__Stated problem A__. Rewrite the listing, starting at the line containing "Practice step: label each instance of the row" and ending at the end of the listing, with "wet sand" replaced by "damp sand" and nothing else changed.
[begin Source text]
Hello, thanks for admitting me to the discussion forum.
I would like to ask a question about my methodology in a study I am conducting, where I have a corpus made from reading comprehension examination questions. I have 'cleaned' the text (removing questions in the examinations that were not overtly testing expository text comprehension), converted the files from doc to UTF8 plain text, and split the files up according to the year in which the text was used and the subject. I created my corpus from these files (200 or so) and now am ready to start an analysis.
I want to see how derivational nominalisation has trended over time and whether or not the frequency of this kind of nominalisation is reflected in more general corpora (or the 'academic' sub-corpus in COCA).
To search for the nominalisations I was planning on using a selection of productive nominalising derivational suffixes (-ion, -ment, -ity, etc), then running an advanced search in the 'word' tab. I add my wildcard+suffixes to the search query list so it looks something like this:
*ty
*ties
*ance
*ances
*tion
*tions
*ence
*ences
*ency
*encies
This is only a small sample of the list I was intending to use, but as you can imagine, the list of hits I get is very large and there are a great deal of results that are not examples of derivational nominalisation (nation, cities, majority, etc).
I am very much a novice with corpora and Antconc and there might be a neater way to go about this. I was considering running my data through the CLAWS tagging facility, so that I could at least limit my search to return nouns only (although many of these would, still, not be the right 'kind' of noun). Is this feasible? Alternatively I could order the results by frequency and go through them one by one until I have a set of, say, 50 derived nouns. This would allow me to confirm which suffixes are most productive and would give me a word list that I could then use against a reference corpus. The larger the list of derived nominalisations I can generate, the more valid I think any conclusions I could draw from my analysis, but I don't have all that much time to pick my way through it all.
I am not even sure if looking for the most frequent nominalisations is the right way for me go anyway, because these tokens are more likely to be familiar to second language learners and I am interested in how nominalisations in academic texts make comprehension more challenging.
Sorry for the long post and thanks for reading. If anyone has any suggestions or tips for me, I would really appreciate it.
James
[end Source text]
[begin Data shown]
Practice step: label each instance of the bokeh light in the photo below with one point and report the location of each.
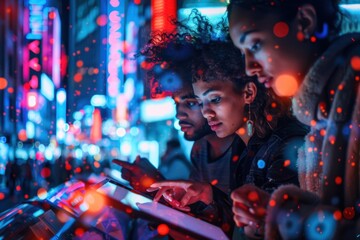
(355, 63)
(286, 85)
(163, 229)
(3, 83)
(281, 29)
(94, 201)
(101, 20)
(42, 193)
(261, 164)
(320, 225)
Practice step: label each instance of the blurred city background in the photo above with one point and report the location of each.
(73, 97)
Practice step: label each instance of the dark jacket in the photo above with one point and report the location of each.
(272, 161)
(267, 163)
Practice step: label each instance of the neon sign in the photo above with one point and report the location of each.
(35, 19)
(115, 56)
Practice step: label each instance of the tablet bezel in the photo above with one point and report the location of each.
(145, 215)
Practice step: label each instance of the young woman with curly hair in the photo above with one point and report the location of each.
(235, 103)
(296, 44)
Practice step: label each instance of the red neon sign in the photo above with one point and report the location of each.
(162, 12)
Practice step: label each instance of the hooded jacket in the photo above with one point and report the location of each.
(328, 101)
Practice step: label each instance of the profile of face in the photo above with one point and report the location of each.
(222, 105)
(273, 50)
(188, 111)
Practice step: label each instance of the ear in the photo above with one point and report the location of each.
(306, 19)
(250, 92)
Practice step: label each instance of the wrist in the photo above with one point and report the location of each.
(207, 194)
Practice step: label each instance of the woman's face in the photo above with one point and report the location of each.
(271, 48)
(222, 105)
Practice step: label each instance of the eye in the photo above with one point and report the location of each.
(216, 100)
(192, 104)
(255, 47)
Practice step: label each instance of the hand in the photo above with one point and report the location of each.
(179, 194)
(140, 174)
(249, 207)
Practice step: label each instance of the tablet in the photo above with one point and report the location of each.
(174, 218)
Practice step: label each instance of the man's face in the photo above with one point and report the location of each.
(191, 121)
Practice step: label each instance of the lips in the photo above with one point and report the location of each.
(214, 125)
(185, 125)
(267, 81)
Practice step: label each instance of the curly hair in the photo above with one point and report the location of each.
(174, 52)
(222, 61)
(207, 54)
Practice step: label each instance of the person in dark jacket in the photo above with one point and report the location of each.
(321, 69)
(234, 103)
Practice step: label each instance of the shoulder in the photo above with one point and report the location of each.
(289, 128)
(199, 150)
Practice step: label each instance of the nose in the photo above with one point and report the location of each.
(252, 67)
(180, 112)
(207, 112)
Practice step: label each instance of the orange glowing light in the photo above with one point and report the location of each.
(163, 229)
(287, 163)
(286, 85)
(253, 196)
(45, 172)
(272, 203)
(269, 117)
(42, 193)
(337, 215)
(214, 182)
(300, 36)
(355, 63)
(281, 29)
(101, 20)
(62, 217)
(22, 135)
(349, 213)
(52, 15)
(338, 180)
(10, 90)
(96, 164)
(241, 131)
(79, 63)
(146, 181)
(3, 83)
(322, 132)
(79, 232)
(95, 201)
(78, 77)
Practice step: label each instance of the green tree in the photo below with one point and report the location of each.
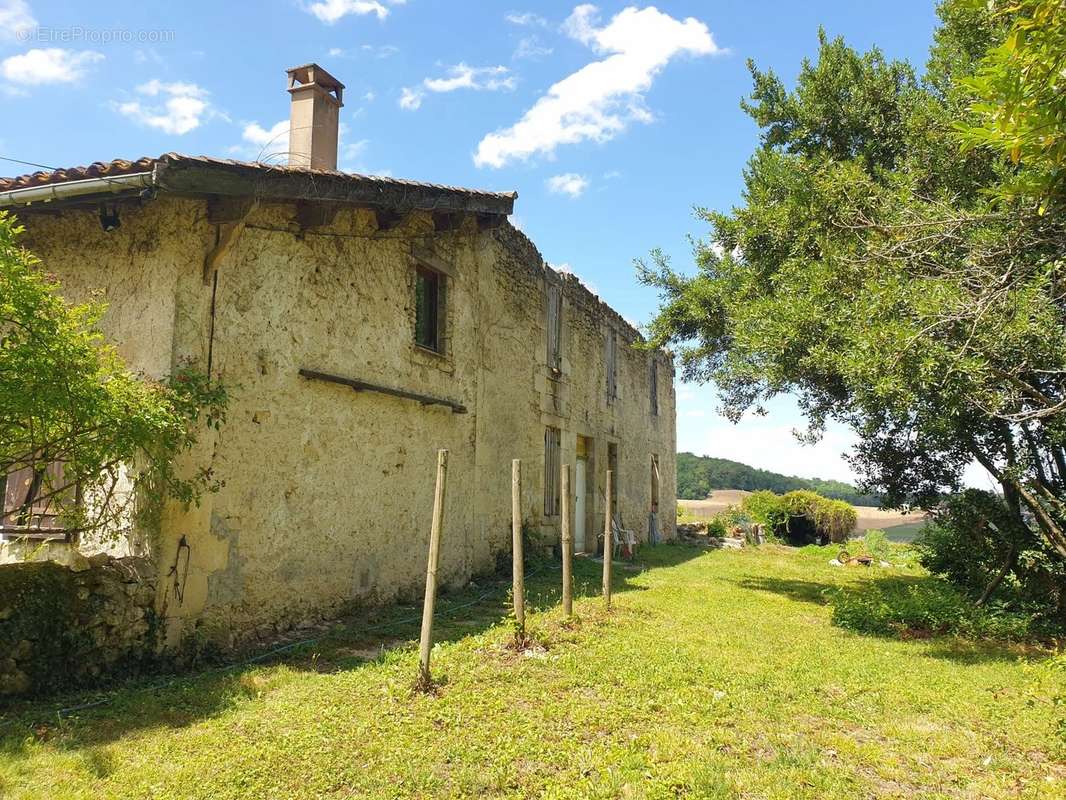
(92, 442)
(878, 271)
(1018, 94)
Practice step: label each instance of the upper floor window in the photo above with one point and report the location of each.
(31, 499)
(552, 461)
(612, 366)
(555, 328)
(429, 308)
(653, 387)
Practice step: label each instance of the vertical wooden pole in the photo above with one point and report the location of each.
(425, 644)
(567, 542)
(517, 560)
(608, 540)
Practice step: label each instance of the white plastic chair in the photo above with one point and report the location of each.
(622, 537)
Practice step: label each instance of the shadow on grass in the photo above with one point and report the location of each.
(87, 721)
(805, 591)
(923, 609)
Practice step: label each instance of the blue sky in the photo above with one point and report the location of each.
(612, 122)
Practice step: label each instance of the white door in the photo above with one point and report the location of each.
(579, 507)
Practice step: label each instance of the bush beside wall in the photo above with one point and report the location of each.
(63, 627)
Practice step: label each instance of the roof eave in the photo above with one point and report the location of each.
(191, 176)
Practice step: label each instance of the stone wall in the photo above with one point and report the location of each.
(63, 626)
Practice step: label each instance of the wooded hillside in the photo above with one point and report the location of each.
(697, 476)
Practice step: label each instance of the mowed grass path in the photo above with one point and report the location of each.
(717, 674)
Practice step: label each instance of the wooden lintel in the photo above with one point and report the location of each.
(388, 219)
(222, 210)
(226, 236)
(487, 222)
(432, 260)
(447, 221)
(311, 214)
(364, 386)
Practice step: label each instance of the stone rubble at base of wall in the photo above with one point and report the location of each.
(98, 627)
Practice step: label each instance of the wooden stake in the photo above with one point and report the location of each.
(608, 544)
(424, 680)
(567, 543)
(517, 560)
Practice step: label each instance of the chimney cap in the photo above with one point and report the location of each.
(312, 74)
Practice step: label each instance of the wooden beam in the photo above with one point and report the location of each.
(427, 258)
(311, 214)
(445, 221)
(364, 386)
(387, 219)
(226, 236)
(487, 222)
(190, 175)
(223, 210)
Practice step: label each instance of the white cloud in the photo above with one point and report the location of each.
(569, 182)
(354, 150)
(16, 20)
(332, 11)
(410, 99)
(270, 142)
(462, 76)
(530, 47)
(459, 76)
(376, 51)
(50, 65)
(597, 101)
(183, 107)
(527, 18)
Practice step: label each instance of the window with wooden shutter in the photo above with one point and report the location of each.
(555, 326)
(430, 309)
(655, 482)
(653, 387)
(31, 500)
(612, 366)
(552, 456)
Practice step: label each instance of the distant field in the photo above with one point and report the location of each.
(899, 527)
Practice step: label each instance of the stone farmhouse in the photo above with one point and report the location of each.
(360, 323)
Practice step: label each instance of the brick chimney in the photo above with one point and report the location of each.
(315, 116)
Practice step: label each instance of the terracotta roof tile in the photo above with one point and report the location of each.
(122, 166)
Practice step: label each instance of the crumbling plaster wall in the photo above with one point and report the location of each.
(328, 492)
(520, 396)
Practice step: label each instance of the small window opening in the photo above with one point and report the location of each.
(429, 307)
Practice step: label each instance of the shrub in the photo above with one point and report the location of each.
(924, 607)
(802, 516)
(876, 544)
(973, 540)
(765, 509)
(716, 527)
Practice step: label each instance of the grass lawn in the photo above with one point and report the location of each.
(717, 674)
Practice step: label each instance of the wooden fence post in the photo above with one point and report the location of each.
(608, 540)
(517, 560)
(424, 681)
(567, 543)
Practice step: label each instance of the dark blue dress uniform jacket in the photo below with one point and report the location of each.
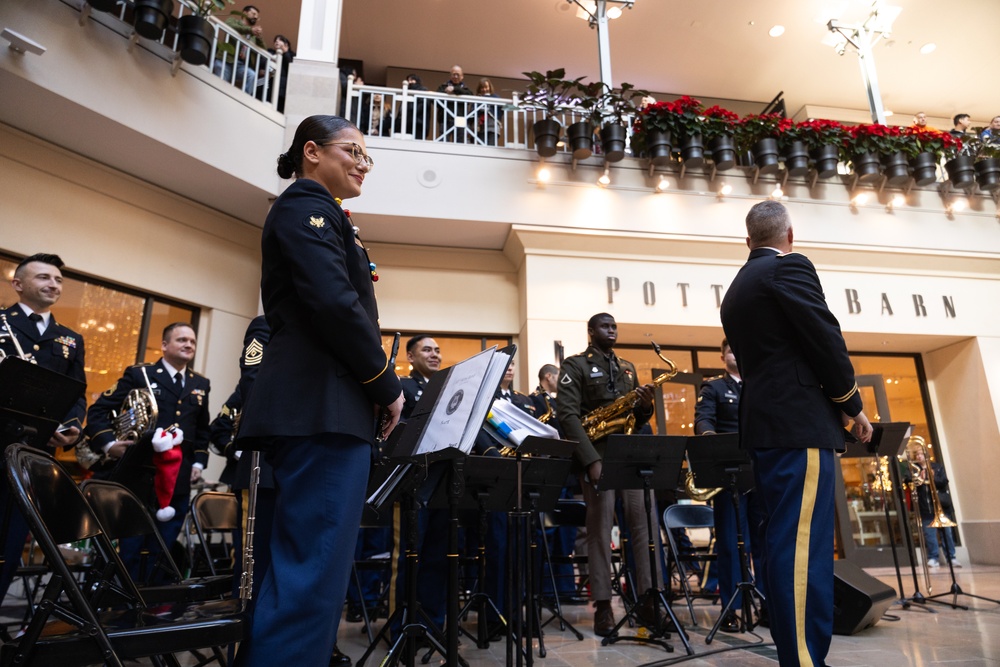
(791, 354)
(59, 349)
(188, 408)
(325, 370)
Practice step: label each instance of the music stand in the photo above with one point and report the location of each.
(717, 461)
(645, 462)
(33, 401)
(889, 439)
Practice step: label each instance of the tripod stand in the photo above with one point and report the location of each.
(645, 462)
(415, 623)
(717, 461)
(890, 438)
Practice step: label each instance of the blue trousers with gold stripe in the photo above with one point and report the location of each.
(797, 488)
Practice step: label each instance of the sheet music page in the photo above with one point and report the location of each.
(447, 424)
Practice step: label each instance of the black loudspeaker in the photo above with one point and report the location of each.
(859, 599)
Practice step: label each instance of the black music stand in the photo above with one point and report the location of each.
(645, 462)
(489, 485)
(411, 481)
(717, 461)
(542, 465)
(889, 439)
(33, 401)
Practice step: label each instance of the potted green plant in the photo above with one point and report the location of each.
(824, 140)
(549, 93)
(758, 134)
(150, 17)
(617, 107)
(866, 146)
(195, 32)
(718, 127)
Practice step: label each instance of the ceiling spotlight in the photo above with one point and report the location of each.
(21, 44)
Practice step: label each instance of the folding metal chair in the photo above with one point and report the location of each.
(107, 620)
(215, 513)
(122, 516)
(687, 516)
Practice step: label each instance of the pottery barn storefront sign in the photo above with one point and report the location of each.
(922, 307)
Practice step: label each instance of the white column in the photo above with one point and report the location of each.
(319, 30)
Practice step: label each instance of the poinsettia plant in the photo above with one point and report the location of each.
(877, 139)
(819, 132)
(754, 127)
(718, 122)
(681, 117)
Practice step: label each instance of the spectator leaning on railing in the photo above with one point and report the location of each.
(246, 24)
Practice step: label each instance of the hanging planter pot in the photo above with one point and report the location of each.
(825, 160)
(103, 5)
(961, 171)
(988, 174)
(796, 159)
(924, 168)
(658, 148)
(896, 168)
(546, 136)
(150, 17)
(723, 151)
(765, 155)
(581, 139)
(613, 142)
(194, 39)
(692, 150)
(866, 166)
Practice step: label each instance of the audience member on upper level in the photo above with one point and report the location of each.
(488, 126)
(453, 114)
(246, 23)
(962, 122)
(283, 47)
(920, 123)
(992, 133)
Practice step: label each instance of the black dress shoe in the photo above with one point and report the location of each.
(604, 621)
(339, 659)
(730, 623)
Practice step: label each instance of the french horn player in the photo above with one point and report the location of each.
(717, 411)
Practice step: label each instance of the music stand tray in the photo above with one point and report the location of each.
(645, 462)
(34, 401)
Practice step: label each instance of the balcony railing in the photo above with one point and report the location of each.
(438, 117)
(237, 62)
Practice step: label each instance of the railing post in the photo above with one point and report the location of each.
(404, 112)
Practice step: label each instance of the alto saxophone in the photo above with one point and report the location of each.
(618, 417)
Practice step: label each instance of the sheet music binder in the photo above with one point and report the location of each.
(409, 441)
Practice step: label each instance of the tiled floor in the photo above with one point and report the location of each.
(951, 637)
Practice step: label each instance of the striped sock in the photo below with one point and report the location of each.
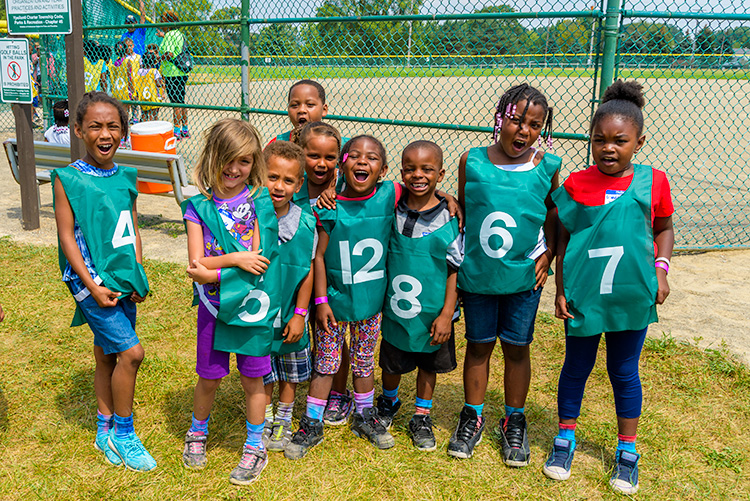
(254, 435)
(315, 407)
(479, 408)
(198, 426)
(392, 395)
(626, 443)
(363, 400)
(423, 406)
(284, 411)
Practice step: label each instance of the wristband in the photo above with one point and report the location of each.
(663, 260)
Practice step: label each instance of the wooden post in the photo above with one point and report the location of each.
(26, 167)
(74, 61)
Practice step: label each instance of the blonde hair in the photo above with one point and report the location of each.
(227, 140)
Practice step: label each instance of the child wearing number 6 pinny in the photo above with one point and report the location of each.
(615, 214)
(233, 248)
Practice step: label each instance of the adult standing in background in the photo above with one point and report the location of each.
(137, 35)
(174, 79)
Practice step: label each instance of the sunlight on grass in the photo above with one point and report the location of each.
(694, 433)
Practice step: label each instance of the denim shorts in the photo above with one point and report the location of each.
(509, 317)
(113, 327)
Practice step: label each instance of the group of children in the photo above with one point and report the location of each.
(292, 245)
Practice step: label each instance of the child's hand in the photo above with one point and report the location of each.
(441, 329)
(663, 291)
(104, 297)
(294, 329)
(327, 199)
(200, 274)
(251, 261)
(324, 315)
(561, 307)
(541, 268)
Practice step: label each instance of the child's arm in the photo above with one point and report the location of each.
(323, 312)
(544, 261)
(561, 304)
(138, 252)
(65, 229)
(296, 326)
(441, 327)
(664, 239)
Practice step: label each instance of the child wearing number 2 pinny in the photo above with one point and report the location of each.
(614, 214)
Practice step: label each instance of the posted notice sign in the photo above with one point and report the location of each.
(15, 77)
(44, 17)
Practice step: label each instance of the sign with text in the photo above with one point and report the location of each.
(15, 74)
(44, 17)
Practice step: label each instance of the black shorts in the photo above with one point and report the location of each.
(176, 88)
(395, 361)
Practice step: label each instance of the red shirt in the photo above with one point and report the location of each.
(591, 187)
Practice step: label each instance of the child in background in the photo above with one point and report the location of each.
(60, 132)
(149, 86)
(349, 290)
(615, 215)
(291, 361)
(224, 227)
(100, 259)
(419, 309)
(504, 189)
(321, 143)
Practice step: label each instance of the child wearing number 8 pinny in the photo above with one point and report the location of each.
(615, 214)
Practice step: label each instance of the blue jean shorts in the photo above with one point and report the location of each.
(113, 327)
(509, 317)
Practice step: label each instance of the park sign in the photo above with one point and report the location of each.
(15, 74)
(41, 17)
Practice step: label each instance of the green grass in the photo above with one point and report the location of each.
(694, 434)
(205, 73)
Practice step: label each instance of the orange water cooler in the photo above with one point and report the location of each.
(158, 137)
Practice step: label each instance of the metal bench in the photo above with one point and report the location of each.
(162, 168)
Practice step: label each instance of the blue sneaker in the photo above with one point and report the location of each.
(102, 445)
(560, 459)
(625, 475)
(131, 452)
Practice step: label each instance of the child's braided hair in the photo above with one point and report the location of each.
(507, 107)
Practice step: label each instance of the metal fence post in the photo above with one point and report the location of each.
(245, 58)
(611, 23)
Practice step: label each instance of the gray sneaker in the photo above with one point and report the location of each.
(467, 435)
(368, 425)
(310, 434)
(281, 435)
(422, 435)
(194, 454)
(515, 441)
(251, 465)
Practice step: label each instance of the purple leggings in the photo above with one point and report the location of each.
(623, 353)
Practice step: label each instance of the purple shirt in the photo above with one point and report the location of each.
(238, 214)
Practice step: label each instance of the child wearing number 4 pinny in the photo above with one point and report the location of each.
(615, 214)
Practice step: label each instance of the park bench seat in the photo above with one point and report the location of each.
(163, 168)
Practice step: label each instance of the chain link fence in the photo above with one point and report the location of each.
(433, 69)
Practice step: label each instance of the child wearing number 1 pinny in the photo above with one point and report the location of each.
(615, 214)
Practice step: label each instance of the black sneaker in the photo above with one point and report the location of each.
(310, 434)
(467, 435)
(387, 410)
(515, 441)
(368, 425)
(422, 436)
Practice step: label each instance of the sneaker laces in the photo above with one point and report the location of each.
(514, 431)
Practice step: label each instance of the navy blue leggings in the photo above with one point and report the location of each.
(623, 353)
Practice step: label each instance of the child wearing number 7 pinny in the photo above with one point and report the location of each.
(615, 214)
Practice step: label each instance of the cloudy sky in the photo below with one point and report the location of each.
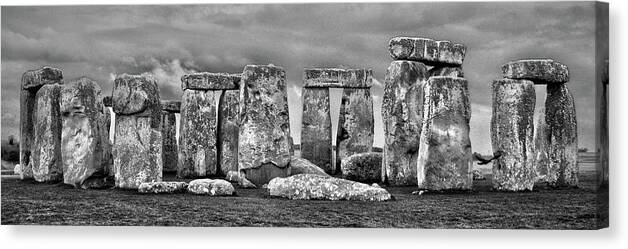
(171, 40)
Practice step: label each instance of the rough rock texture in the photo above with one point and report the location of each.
(170, 151)
(228, 131)
(31, 82)
(426, 50)
(445, 158)
(355, 124)
(562, 135)
(316, 187)
(162, 187)
(540, 71)
(210, 81)
(86, 150)
(264, 137)
(363, 167)
(197, 134)
(316, 132)
(214, 187)
(402, 114)
(512, 129)
(173, 106)
(45, 160)
(303, 166)
(338, 78)
(138, 146)
(541, 159)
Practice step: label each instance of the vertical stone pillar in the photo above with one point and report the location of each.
(512, 131)
(444, 160)
(356, 121)
(85, 150)
(402, 113)
(46, 147)
(170, 152)
(32, 81)
(264, 146)
(316, 130)
(199, 125)
(137, 147)
(228, 130)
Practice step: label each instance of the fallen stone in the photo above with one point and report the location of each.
(213, 187)
(162, 187)
(210, 81)
(228, 130)
(362, 167)
(264, 145)
(402, 114)
(445, 158)
(512, 134)
(137, 147)
(197, 136)
(426, 50)
(540, 71)
(303, 166)
(85, 150)
(173, 106)
(45, 161)
(355, 124)
(562, 135)
(316, 131)
(31, 82)
(316, 187)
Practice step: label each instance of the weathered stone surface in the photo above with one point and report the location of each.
(562, 135)
(337, 78)
(228, 131)
(316, 132)
(426, 50)
(355, 124)
(214, 187)
(541, 159)
(512, 131)
(445, 158)
(138, 145)
(170, 150)
(135, 95)
(210, 81)
(197, 134)
(45, 160)
(264, 137)
(363, 167)
(402, 114)
(315, 187)
(540, 71)
(162, 187)
(85, 150)
(173, 106)
(303, 166)
(31, 82)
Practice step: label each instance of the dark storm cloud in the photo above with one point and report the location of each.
(169, 41)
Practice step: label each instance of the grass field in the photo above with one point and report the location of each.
(36, 203)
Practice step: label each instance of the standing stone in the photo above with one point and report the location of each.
(228, 131)
(512, 131)
(445, 158)
(85, 147)
(45, 160)
(264, 144)
(31, 82)
(402, 113)
(316, 132)
(562, 135)
(137, 147)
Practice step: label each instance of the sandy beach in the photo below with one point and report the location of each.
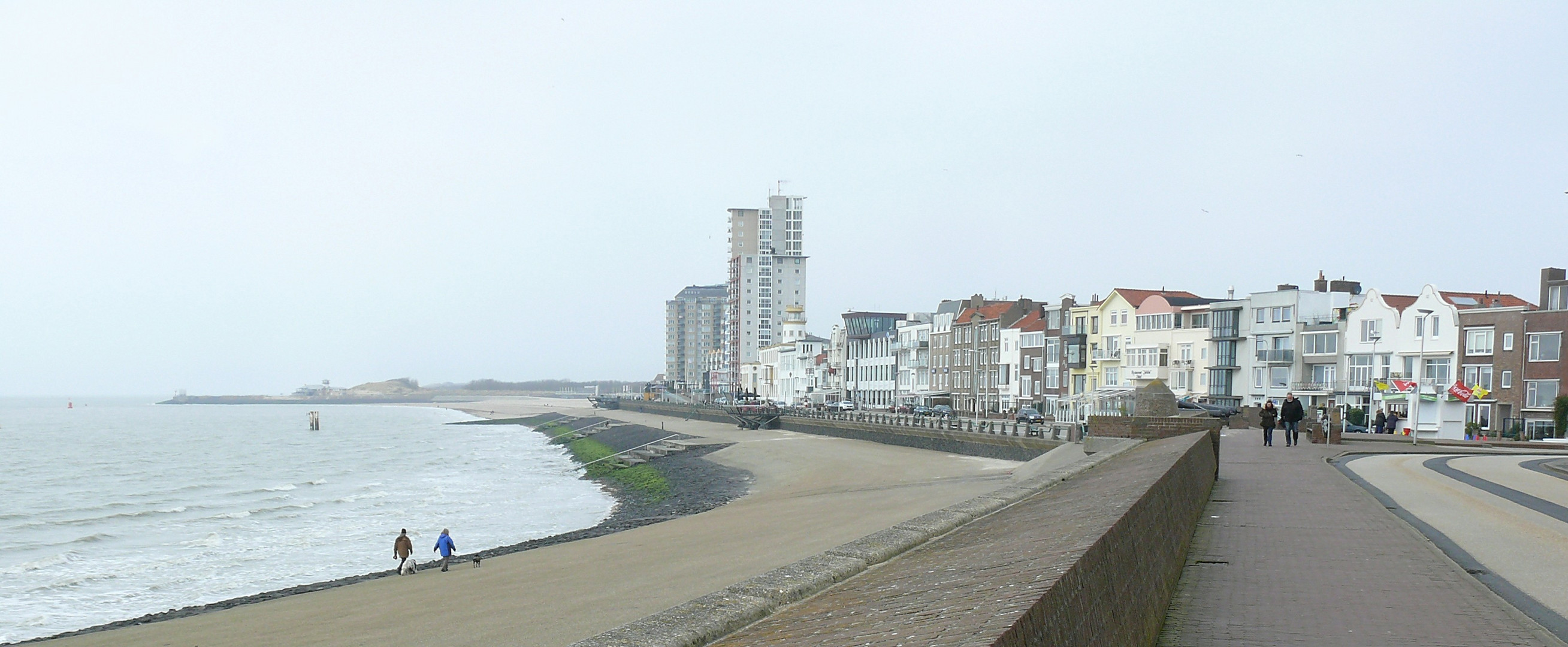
(809, 494)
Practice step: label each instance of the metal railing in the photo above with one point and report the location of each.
(1277, 356)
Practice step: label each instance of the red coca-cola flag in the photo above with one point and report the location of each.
(1460, 391)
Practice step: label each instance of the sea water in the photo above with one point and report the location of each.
(113, 510)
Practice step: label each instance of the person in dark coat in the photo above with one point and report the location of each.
(1291, 416)
(1266, 419)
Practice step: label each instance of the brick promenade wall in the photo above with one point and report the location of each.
(1129, 427)
(952, 441)
(1090, 561)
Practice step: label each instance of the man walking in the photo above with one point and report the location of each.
(1291, 416)
(402, 549)
(446, 547)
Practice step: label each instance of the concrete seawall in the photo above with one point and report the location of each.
(949, 441)
(1089, 555)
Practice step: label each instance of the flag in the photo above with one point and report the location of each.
(1460, 391)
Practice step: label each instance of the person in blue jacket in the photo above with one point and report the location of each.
(446, 547)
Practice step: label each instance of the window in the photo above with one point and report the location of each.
(1479, 376)
(1479, 414)
(1478, 342)
(1324, 375)
(1545, 347)
(1539, 394)
(1322, 343)
(1155, 322)
(1371, 329)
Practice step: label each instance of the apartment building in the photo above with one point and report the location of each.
(768, 273)
(694, 329)
(871, 376)
(1545, 367)
(915, 359)
(977, 352)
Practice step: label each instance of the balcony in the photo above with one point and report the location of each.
(1277, 356)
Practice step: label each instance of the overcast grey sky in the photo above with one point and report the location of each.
(242, 198)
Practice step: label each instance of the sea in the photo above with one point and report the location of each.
(118, 508)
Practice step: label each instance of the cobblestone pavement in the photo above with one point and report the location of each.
(1292, 552)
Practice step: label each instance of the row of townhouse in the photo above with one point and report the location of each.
(1332, 345)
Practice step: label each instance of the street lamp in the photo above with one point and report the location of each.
(1421, 375)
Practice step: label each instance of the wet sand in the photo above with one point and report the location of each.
(808, 494)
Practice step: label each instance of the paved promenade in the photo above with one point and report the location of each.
(1292, 552)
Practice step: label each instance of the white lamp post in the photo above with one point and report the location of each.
(1421, 373)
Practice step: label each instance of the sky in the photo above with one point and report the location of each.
(242, 198)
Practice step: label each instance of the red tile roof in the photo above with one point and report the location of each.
(985, 312)
(1031, 322)
(1136, 297)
[end Data shown]
__Stated problem B__. Reproduce word for word the part of the forum post starting at "To search for" and ending at "cities, majority, etc).".

__Full response A__.
Practice step: label each instance of the row of townhouse in the photo above with one point and report the location of each.
(1332, 345)
Practice step: label each instance of the street lamp in the photo above with one point and report the location of each.
(1421, 375)
Practice step: label each instance of the damp sand in the photo above with one point and report the location of each.
(808, 494)
Practice step: label each instance of the paved promenade in the photo above with one point and report the location of each.
(1292, 552)
Practice step: label each instance of the white lamp post in the photo above with one point and report the location of each.
(1421, 373)
Practice step: label each instance of the sky in the photo above with one point and report the location of each.
(242, 198)
Practice step: label each instance of the red tile roof in the photo above with one point and report the location of each.
(985, 312)
(1031, 322)
(1136, 297)

__Full response B__.
To search for the nominalisations I was planning on using a selection of productive nominalising derivational suffixes (-ion, -ment, -ity, etc), then running an advanced search in the 'word' tab. I add my wildcard+suffixes to the search query list so it looks something like this:
*ty
*ties
*ance
*ances
*tion
*tions
*ence
*ences
*ency
*encies
This is only a small sample of the list I was intending to use, but as you can imagine, the list of hits I get is very large and there are a great deal of results that are not examples of derivational nominalisation (nation, cities, majority, etc).